--- BEGIN DATASET ENTRIES ---

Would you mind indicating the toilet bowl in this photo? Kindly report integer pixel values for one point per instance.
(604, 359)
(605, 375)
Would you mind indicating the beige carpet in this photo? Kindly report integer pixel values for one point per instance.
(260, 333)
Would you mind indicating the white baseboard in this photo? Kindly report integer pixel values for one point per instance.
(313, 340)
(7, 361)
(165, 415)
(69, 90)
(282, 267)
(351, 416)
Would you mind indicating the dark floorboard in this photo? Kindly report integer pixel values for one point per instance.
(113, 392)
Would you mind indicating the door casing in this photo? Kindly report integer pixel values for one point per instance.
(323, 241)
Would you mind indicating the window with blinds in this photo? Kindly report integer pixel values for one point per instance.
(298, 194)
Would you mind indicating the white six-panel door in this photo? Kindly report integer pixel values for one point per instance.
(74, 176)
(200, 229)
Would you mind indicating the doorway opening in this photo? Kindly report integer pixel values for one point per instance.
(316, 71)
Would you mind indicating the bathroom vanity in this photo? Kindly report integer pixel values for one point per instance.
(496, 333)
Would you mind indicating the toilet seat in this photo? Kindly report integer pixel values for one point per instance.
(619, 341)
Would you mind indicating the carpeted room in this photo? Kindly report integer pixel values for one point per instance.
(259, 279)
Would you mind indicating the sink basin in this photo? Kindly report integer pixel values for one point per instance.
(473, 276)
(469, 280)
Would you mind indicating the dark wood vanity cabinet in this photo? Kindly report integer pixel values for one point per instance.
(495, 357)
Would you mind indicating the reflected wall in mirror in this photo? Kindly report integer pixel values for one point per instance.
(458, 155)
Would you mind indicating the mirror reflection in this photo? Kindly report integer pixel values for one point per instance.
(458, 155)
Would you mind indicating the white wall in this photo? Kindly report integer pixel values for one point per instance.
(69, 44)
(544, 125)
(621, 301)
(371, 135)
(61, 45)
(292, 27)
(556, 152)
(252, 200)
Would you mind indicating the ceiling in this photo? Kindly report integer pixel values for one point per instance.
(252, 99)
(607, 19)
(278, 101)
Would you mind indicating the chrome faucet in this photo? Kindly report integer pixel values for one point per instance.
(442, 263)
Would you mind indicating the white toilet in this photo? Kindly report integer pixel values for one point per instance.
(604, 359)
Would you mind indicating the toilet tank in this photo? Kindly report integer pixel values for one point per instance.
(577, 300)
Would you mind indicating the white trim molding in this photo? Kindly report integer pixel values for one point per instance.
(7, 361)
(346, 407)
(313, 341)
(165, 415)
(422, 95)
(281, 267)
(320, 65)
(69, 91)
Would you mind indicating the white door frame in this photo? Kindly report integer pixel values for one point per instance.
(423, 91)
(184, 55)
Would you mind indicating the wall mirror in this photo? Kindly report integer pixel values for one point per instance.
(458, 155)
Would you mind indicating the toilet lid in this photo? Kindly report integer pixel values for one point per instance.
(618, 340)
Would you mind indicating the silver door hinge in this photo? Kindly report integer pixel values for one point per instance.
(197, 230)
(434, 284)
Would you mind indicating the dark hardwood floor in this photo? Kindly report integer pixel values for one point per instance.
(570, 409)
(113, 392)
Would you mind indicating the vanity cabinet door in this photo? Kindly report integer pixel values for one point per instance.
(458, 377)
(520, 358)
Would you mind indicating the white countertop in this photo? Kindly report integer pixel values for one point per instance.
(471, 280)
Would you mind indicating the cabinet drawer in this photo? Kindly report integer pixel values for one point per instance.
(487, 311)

--- END DATASET ENTRIES ---

_EXERCISE PROMPT:_
Put each line of the listing above into a two-column Markdown table headed Row and Listing line, with one numbered row per line and no blank lines.

_RESULT BELOW:_
| Row | Listing line |
|---|---|
| 1 | Would you mind indicating the toilet bowl in this photo? Kindly report integer pixel values for one point per instance. |
| 2 | (604, 359) |
| 3 | (605, 375) |
| 4 | Would you mind indicating the beige carpet in this photo? Kindly report integer pixel values for one point per instance. |
| 5 | (260, 333) |
| 6 | Would you mind indicating the white baseboard in this photo? Kindly report integer pixel values for one point per instance. |
| 7 | (313, 340) |
| 8 | (7, 361) |
| 9 | (165, 415) |
| 10 | (69, 90) |
| 11 | (282, 267) |
| 12 | (351, 416) |
| 13 | Would you mind indicating the dark floorboard in this photo? Kindly report integer pixel values for one point per instance. |
| 14 | (113, 392) |
| 15 | Would you mind indicating the door casing in this photo? Kindly report integer pixel values for one point per instance. |
| 16 | (323, 241) |
| 17 | Would you mind indicating the window with blinds in this photo? Kindly report integer pixel values for one point per instance. |
| 18 | (298, 194) |
| 19 | Would you mind indicating the white six-panel door in this photo? Kindly report integer pixel values for one point per instance. |
| 20 | (74, 176) |
| 21 | (200, 229) |
| 22 | Would you mind indicating the doorway opening in this photo? Kindly report integer pixel values for one point per instance. |
| 23 | (316, 71) |
| 24 | Would you mind indicating the bathroom vanity in this photo? Kindly report integer pixel values for one point per instance. |
| 25 | (496, 333) |
| 26 | Would you mind indicating the toilet seat in this photo? Kindly report integer pixel values for one point per instance. |
| 27 | (619, 341) |
| 28 | Would you mind indicating the carpeted room in this photo? Kindly report integer pixel values for one point per instance. |
| 29 | (259, 279) |
| 30 | Would you mind indicating the sink basin in this photo? Kindly report integer pixel values for one point per instance. |
| 31 | (473, 276) |
| 32 | (469, 280) |
| 33 | Would you mind indicating the dark wood vanity cabinet in this photo? Kindly report integer pixel values for one point per instance. |
| 34 | (495, 357) |
| 35 | Would you mind indicating the reflected wall in mirror in this photo? Kindly report integer pixel values for one point per instance. |
| 36 | (458, 155) |
| 37 | Would you mind indicating the mirror reflection in this photo? Kindly report integer pixel values for one point per instance. |
| 38 | (458, 155) |
| 39 | Would you mind indicating the white wall in this photo? Kindly report integer pixel values for one point per instance. |
| 40 | (69, 44) |
| 41 | (544, 125) |
| 42 | (621, 301) |
| 43 | (371, 135) |
| 44 | (61, 45) |
| 45 | (292, 27) |
| 46 | (556, 152) |
| 47 | (252, 200) |
| 48 | Would you mind indicating the ceiling in this photo? Kindly report integer pixel values for one point per instance. |
| 49 | (252, 99) |
| 50 | (607, 19) |
| 51 | (278, 101) |
| 52 | Would you mind indicating the chrome faucet in this photo? Kindly report integer pixel values for one point per instance. |
| 53 | (442, 263) |
| 54 | Would you mind indicating the white toilet in this photo? Kindly report integer pixel values for one point per instance. |
| 55 | (604, 359) |
| 56 | Would you mind indicating the toilet tank in this photo? Kindly report integer pixel values for one point per instance. |
| 57 | (577, 300) |
| 58 | Would you mind indicating the white trim molding in this photo? Kindly report integer pixel values for one point per instance. |
| 59 | (7, 361) |
| 60 | (346, 407) |
| 61 | (313, 341) |
| 62 | (165, 415) |
| 63 | (422, 95) |
| 64 | (281, 267) |
| 65 | (320, 65) |
| 66 | (69, 91) |
| 67 | Would you mind indicating the white door frame in this photo? Kindly report integer pixel values for one point per instance. |
| 68 | (423, 91) |
| 69 | (184, 55) |
| 70 | Would you mind indicating the wall mirror in this photo? Kindly report integer pixel values for one point per instance. |
| 71 | (458, 155) |
| 72 | Would you mind indicating the toilet lid in this photo? Kindly report integer pixel values for one point per instance. |
| 73 | (618, 340) |
| 74 | Would you mind indicating the silver door hinge in this photo? Kindly report integer pixel values for one point per instance. |
| 75 | (197, 230) |
| 76 | (434, 284) |
| 77 | Would you mind indicating the dark hardwood floor in this photo? Kindly report integer pixel values for one point per instance. |
| 78 | (570, 409) |
| 79 | (113, 392) |
| 80 | Would you mind indicating the vanity cabinet door in this photo? Kindly report integer pixel values for one point per instance. |
| 81 | (458, 377) |
| 82 | (520, 358) |
| 83 | Would you mind indicating the white countertop in this photo? Kindly report integer pixel values for one point per instance. |
| 84 | (471, 280) |
| 85 | Would you mind indicating the cabinet drawer in this photo? Kindly report integer pixel values for one point per instance. |
| 86 | (487, 311) |